Wednesday, November 18, 2009

The following article was sent by a friend. To those who are parents-to-be or whether you are already a parent,this article will be good for you. :)

10 Big Mistakes Parents Make

While we all love our kids, in this day and age of two working parents and insane schedules, we tend to cut corners and neglect important things. That being said, here are 10 big mistakes parents make.

1) Spoiling kids
There is no doubt that parents love their kids and want them to have all the things they didn’t. However, this comes at a price.Tons of parents;who meant well,have ended up spoiling their kids to such an extent that the kids aren’t even happy with all the stuff they have. This causes them to never be satisfied and always want more. Junior doesn’t need one more piece of crap, what he needs is some special time with his parents.

Think of it this way:
How will they ever be prepared for disappointment throughout their life—or learn to be thankful for anything,when they are already used to having everything they want?

2) Inadequate discipline
When you’re too lazy to adequately discipline your kids, you pass the little devil you’ve created on to your relatives, coaches, teachers, and his friends’ parents. It’s not okay to let your kids treat your house like it was a Jump Planet because that’s exactly how they’ll treat other people’s homes.

They should also be much well-behaved when they leave the house and visit other places. I’ve lived through this nightmare first-hand, with the same kid at my house treating my $1,500 couch like a trampoline, and then calling my daughter “ugly” while the kids were eating dinner. All within a 15-minute span.

If you don’t discipline your kid, someone else will—and you won’t like it.

3) Failing to get involved at school
School is where your kids will spend more time than any place besides your home. It’s also the place that will bear the most responsibility for shaping their life—from teachers and their peers. That being said, how can you not want to be involved in what’s going on there?

It doesn’t matter if it’s you or your spouse: Your family needs to have a presence at that school. And don’t use work as an excuse—take a vacation day if you need to. You’ll see immediately that it’s time well spent.

You should also have at least an e-mail relationship with their teacher. It’s a great way for that teacher to see that you’re interested in your child’s development, and the teacher can alert you to anything concerning that may be going on with your son or daughter. Your kid’s teacher may take a much more active role with your child if they know you’re keeping close tabs.

4) Praising mediocrity
While we all want to encourage our kids to do well and build their self-esteem, there is a point of going too far. Building a child’s self-esteem is great, but having a big party for a mediocre accomplishment skews what they view as a real achievement. One big place I see this is in sports. A participation trophy for anyone over the age of 6 just ends up devaluing the meaning of a real trophy. It’s happening in my own household. While I was against trophies for my 7-year-old son’s basketball team, a few moms overruled. My son has played exactly four seasons of sports and has earned more trophies than I did in my 40 seasons growing up. Something is out of whack.
***
**EXERCISE REQUIREMENTS**
Resume the article on parenting mistakes after its last sentence, keeping its tone and numbered format.

Outline entries for images
***
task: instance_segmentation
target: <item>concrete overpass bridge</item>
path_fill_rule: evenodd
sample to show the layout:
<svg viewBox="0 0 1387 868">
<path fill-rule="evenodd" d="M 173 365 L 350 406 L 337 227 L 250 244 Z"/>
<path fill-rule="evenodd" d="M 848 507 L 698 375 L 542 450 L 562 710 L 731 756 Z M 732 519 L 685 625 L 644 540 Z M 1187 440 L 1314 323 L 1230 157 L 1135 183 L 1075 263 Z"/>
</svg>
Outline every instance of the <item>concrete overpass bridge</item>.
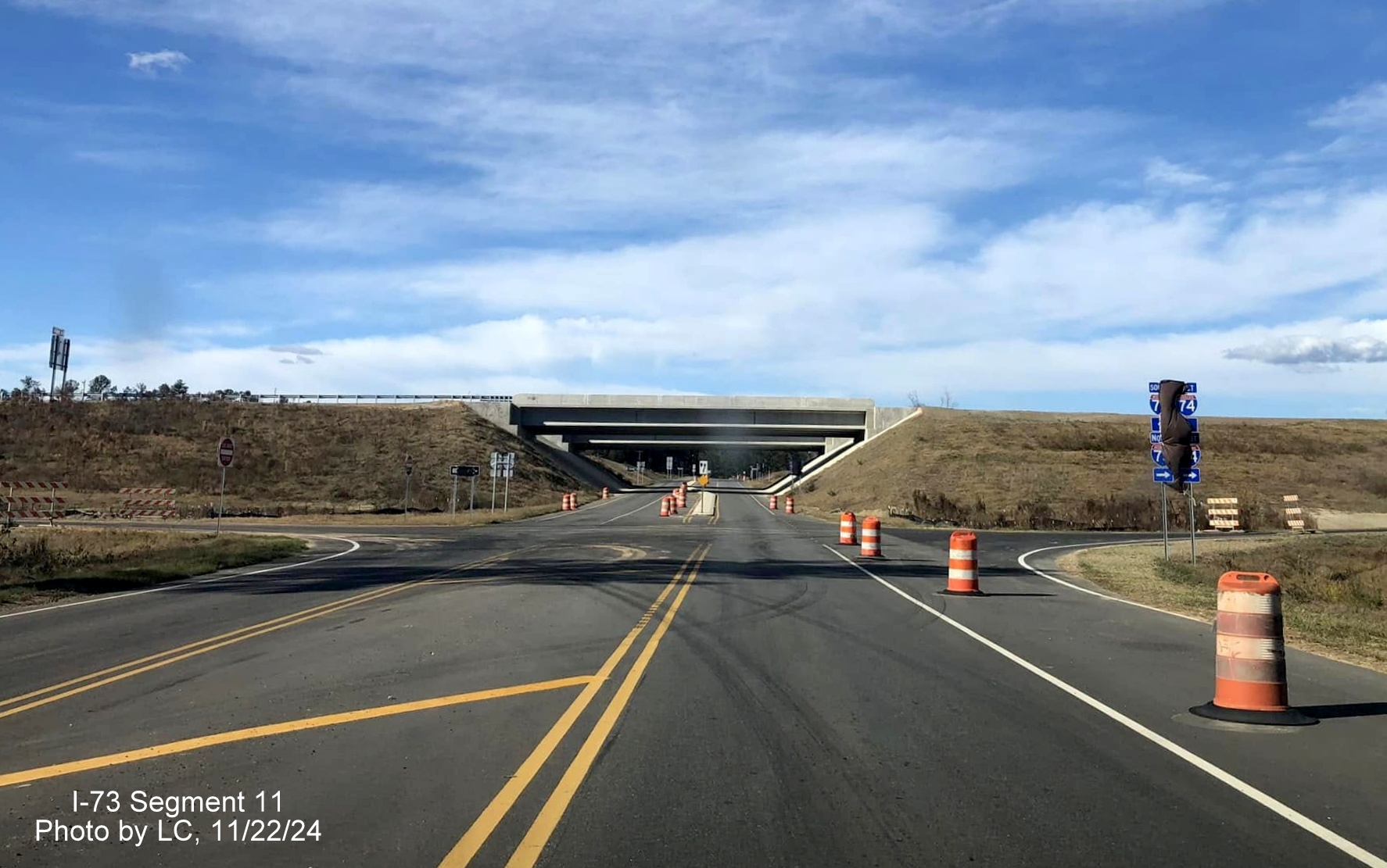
***
**ANSWER TO THE PROBLEM**
5) Not giving kids enough responsibility
Your kids shouldn’t be expecting any payment for doing chores around the house. It’s a home, not a hotel. That being said, an allowance is a great idea … for extra work. They should be pulling their weight as part of the family. If they grow up without enough responsibility, how in the world do you expect them to hold down a job, or get through college? When they get “of age,” make sure they’re taking some of the burden off you around the house—from unloading the dishwasher to picking up dog crap in the backyard.

While they’re not your slaves, they sure aren’t on vacation, either.

6) Not being a good spouse
How you treat your husband or wife is very important to the way your kids will develop relationships, especially as adults. If you treat your spouse poorly, or if your only way to settle any kind of dispute is to yell and scream at each other, you’re teaching your kids to handle themselves the same way.

Kids learn from watching you much more than they learn from listening to you.

If you treat your spouse with love and respect, it will also show your kids the value of their family. It will also make them feel their family is a safe haven in what can be a dark, scary world.
7) Setting unrealistic expectations
When dealing with kids, you need to set reasonable expectations for them—especially the little ones. If you want to go out to a nice dinner and expect your 2-year-old to sit there like a little prince, you are setting yourself up for major disappointment. Also, if you have visions of a football star and your son weighs 80 pounds and likes to play the clarinet, you need to reset those expectations.

Don’t hold unrealistic expectations for your kids: The expectation you should have is for them to be happy.

8) Not teaching kids to fend for themselves
Many parents tend to baby kids these days and cater to their every need, and that eliminates the value of hard work and becoming independent as they grow into adults. I fear that we’re raising a generations of wimps.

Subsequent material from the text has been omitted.